这个文件就是DCGAN模型定义的函数。调用了utils.py文件和ops.py文件。

step0:定义conv_out_size_same(size, stride)函数。大小和步幅。

step1:然后是定义了DCGAN类,剩余代码都是在写DCGAN类,所以下面几步都是在这个类里面定义进行的。

step2:定义类的初始化函数 init。主要是对一些默认的参数进行初始化。包括session、crop、批处理大小batch_size、样本数量sample_num、输入与输出的高和宽、各种维度、生成器与判别器的批处理、数据集名字、灰度值、构建模型函数,需要注意的是,要判断数据集的名字是否是mnist,是的话则直接用load_mnist()函数加载数据,否则需要从本地data文件夹中读取数据,并将图像读取为灰度图。

step3:定义构建模型函数build_model(self)。

  1. 首先判断y_dim,然后用tf.placeholder占位符定义并初始化y。
  2. 判断crop是否为真,是的话是进行测试,图像维度是输出图像的维度;否则是输入图像的维度。
  3. 利用tf.placeholder定义inputs,是真实数据的向量。
  4. 定义并初始化生成器用到的噪音z,z_sum。
  5. 再次判断y_dim,如果为真,用噪音z和标签y初始化生成器G、用输入inputs初始化判别器D和D_logits、样本、用G和y初始化D_和D_logits;如果为假,跟上面一样初始化各种变量,只不过都没有标签y。
  6. 将5中的D、D_、G分别放在d_sum、d__sum、G_sum。
  7. 定义sigmoid交叉熵损失函数sigmoid_cross_entropy_with_logits(x, y)。都是调用tf.nn.sigmoid_cross_entropy_with_logits函数,只不过一个是训练,y是标签,一个是测试,y是目标。

从一个集合里取出的条目:
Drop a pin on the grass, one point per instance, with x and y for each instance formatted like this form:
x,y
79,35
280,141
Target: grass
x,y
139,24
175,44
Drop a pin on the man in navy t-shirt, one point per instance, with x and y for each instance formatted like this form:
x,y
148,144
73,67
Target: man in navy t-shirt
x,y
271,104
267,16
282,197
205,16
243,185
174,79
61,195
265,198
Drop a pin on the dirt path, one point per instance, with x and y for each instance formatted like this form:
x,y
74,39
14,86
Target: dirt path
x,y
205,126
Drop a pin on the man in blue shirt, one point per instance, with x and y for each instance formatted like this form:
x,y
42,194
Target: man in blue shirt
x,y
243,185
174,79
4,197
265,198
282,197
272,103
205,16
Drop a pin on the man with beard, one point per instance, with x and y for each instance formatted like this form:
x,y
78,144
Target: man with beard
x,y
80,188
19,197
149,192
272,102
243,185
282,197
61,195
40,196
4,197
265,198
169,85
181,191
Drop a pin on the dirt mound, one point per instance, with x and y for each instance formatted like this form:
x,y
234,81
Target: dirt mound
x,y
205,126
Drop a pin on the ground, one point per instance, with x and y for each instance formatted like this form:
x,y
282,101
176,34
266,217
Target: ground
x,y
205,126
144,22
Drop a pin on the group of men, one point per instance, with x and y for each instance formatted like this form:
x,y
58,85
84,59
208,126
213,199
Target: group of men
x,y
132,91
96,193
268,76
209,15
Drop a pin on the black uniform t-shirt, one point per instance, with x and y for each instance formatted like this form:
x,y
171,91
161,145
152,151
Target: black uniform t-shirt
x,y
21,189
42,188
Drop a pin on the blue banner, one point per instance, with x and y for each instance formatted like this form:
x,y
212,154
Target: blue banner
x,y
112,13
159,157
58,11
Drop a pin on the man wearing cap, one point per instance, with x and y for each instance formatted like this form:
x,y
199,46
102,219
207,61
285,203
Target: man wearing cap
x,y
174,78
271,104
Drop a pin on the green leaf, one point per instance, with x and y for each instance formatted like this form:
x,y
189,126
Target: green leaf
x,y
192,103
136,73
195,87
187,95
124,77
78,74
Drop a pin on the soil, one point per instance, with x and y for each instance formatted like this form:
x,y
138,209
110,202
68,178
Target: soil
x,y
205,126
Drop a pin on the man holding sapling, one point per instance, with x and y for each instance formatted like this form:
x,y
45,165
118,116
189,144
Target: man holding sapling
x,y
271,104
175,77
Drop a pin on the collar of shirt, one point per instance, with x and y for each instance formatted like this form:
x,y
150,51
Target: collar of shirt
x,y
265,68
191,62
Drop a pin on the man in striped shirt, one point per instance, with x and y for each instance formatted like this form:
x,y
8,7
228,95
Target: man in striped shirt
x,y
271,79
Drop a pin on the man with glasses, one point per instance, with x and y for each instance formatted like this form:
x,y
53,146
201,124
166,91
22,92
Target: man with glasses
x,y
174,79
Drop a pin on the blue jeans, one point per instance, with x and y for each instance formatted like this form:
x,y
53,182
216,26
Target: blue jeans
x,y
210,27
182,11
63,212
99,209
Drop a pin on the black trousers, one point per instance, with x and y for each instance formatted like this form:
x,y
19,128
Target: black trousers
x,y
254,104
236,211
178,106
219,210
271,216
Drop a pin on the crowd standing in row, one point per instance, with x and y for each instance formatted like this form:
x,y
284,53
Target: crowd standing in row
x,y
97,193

__任务要求__
把讲解DCGAN模型代码的那篇正文接着往下写,从最后一句后面续上。

__预期输出__
  8. 定义各种损失值。真实数据的判别损失值d_loss_real、虚假数据的判别损失值d_loss_fake、生成器损失值g_loss、判别器损失值d_loss。
  9. 定义训练的所有变量t_vars。
  10. 定义生成和判别的参数集。
  11. 最后是保存。

step4:定义训练函数train(self, config)。

  1. 定义判别器优化器d_optim和生成器优化器g_optim。
  2. 变量初始化。
  3. 分别将关于生成器和判别器有关的变量各合并到一个变量中,并写入事件文件中。
  4. 噪音z初始化。
  5. 根据数据集是否为mnist的判断,进行输入数据和标签的获取。这里使用到了utils.py文件中的get_image函数。
  6. 定义计数器counter和起始时间start_time。
  7. 加载检查点,并判断加载是否成功。
  8. 开始for epoch in xrange(config.epoch)循环训练。先判断数据集是否是mnist,获取批处理的大小。
  9. 开始for idx in xrange(0, batch_idxs)循环训练,判断数据集是否是mnist,来定义初始化批处理图像和标签。
  10. 定义初始化噪音z。
  11. 判断数据集是否是mnist,来更新判别器网络和生成器网络,这里就不管mnist数据集是怎么处理的,其他数据集是,运行生成器优化器两次,以确保判别器损失值不会变为0,然后是判别器真实数据损失值和虚假数据损失值、生成器损失值。
  12. 输出本次批处理中训练参数的情况,首先是第几个epoch,第几个batch,训练时间,判别器损失值,生成器损失值。
  13. 每100次batch训练后,根据数据集是否是mnist的不同,获取样本、判别器损失值、生成器损失值,调用utils.py文件的save_images函数,保存训练后的样本,并以epoch、batch的次数命名文件。然后打印判别器损失值和生成器损失值。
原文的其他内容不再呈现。